→ **MATERIAL SUPPLIED**
Segment Open

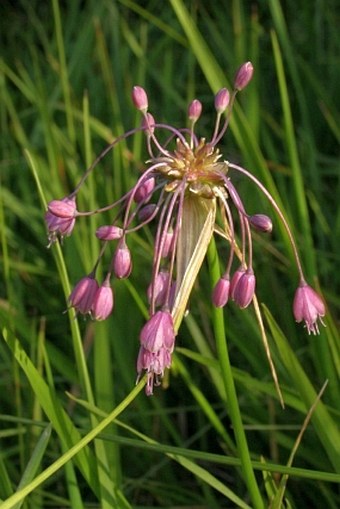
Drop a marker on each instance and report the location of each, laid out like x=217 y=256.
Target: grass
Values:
x=74 y=429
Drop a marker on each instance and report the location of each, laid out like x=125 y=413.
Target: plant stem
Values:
x=228 y=380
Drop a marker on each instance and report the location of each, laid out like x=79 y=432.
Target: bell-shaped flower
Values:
x=309 y=307
x=83 y=294
x=122 y=262
x=245 y=289
x=103 y=301
x=220 y=294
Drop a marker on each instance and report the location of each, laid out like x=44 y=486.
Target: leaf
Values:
x=197 y=228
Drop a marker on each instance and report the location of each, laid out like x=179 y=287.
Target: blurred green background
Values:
x=66 y=73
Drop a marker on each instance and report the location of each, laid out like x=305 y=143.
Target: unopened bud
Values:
x=243 y=76
x=140 y=99
x=195 y=110
x=261 y=222
x=222 y=100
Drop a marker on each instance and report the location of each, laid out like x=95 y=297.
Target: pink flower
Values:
x=308 y=307
x=222 y=100
x=109 y=232
x=83 y=294
x=243 y=75
x=103 y=301
x=245 y=289
x=158 y=332
x=122 y=263
x=139 y=98
x=220 y=294
x=63 y=223
x=157 y=339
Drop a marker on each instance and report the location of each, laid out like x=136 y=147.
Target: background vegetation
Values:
x=74 y=431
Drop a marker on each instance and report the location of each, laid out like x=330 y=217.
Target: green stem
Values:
x=228 y=380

Segment Closed

The entries above are to be copied exactly, with every picture left out.

Drop a marker on each instance and report the location of each, laid out like x=217 y=256.
Target: grass
Values:
x=74 y=429
Drop a marker on each instance and report the location of each, laid out like x=125 y=413.
Target: plant stem
Values:
x=228 y=380
Drop a marker on each instance and report the location of each, laid out like x=79 y=432.
Target: bell-shaped flower
Values:
x=309 y=307
x=83 y=294
x=122 y=262
x=245 y=289
x=103 y=301
x=220 y=294
Drop a marker on each instance and report the location of each, laid out like x=44 y=486.
Target: leaf
Values:
x=197 y=228
Drop a marker on each instance and report the location of each, laid out like x=179 y=287.
Target: blurred green background
Values:
x=66 y=73
Drop a marker on each instance and report the location of each, laid out like x=305 y=143.
Target: unopened bud
Values:
x=243 y=76
x=140 y=99
x=195 y=110
x=261 y=222
x=222 y=100
Drop a marker on each instance and report the location of each, laid out like x=95 y=297.
Target: pink flower
Values:
x=308 y=307
x=222 y=100
x=109 y=232
x=83 y=294
x=243 y=75
x=103 y=301
x=245 y=289
x=158 y=332
x=122 y=263
x=139 y=98
x=220 y=294
x=63 y=223
x=157 y=339
Drop a marker on each instance and report the location of each, laid out like x=136 y=147.
Target: background vegetation
Values:
x=74 y=431
Drop a marker on each instance and report the location of each, laid out like x=330 y=217.
Target: green stem
Values:
x=228 y=380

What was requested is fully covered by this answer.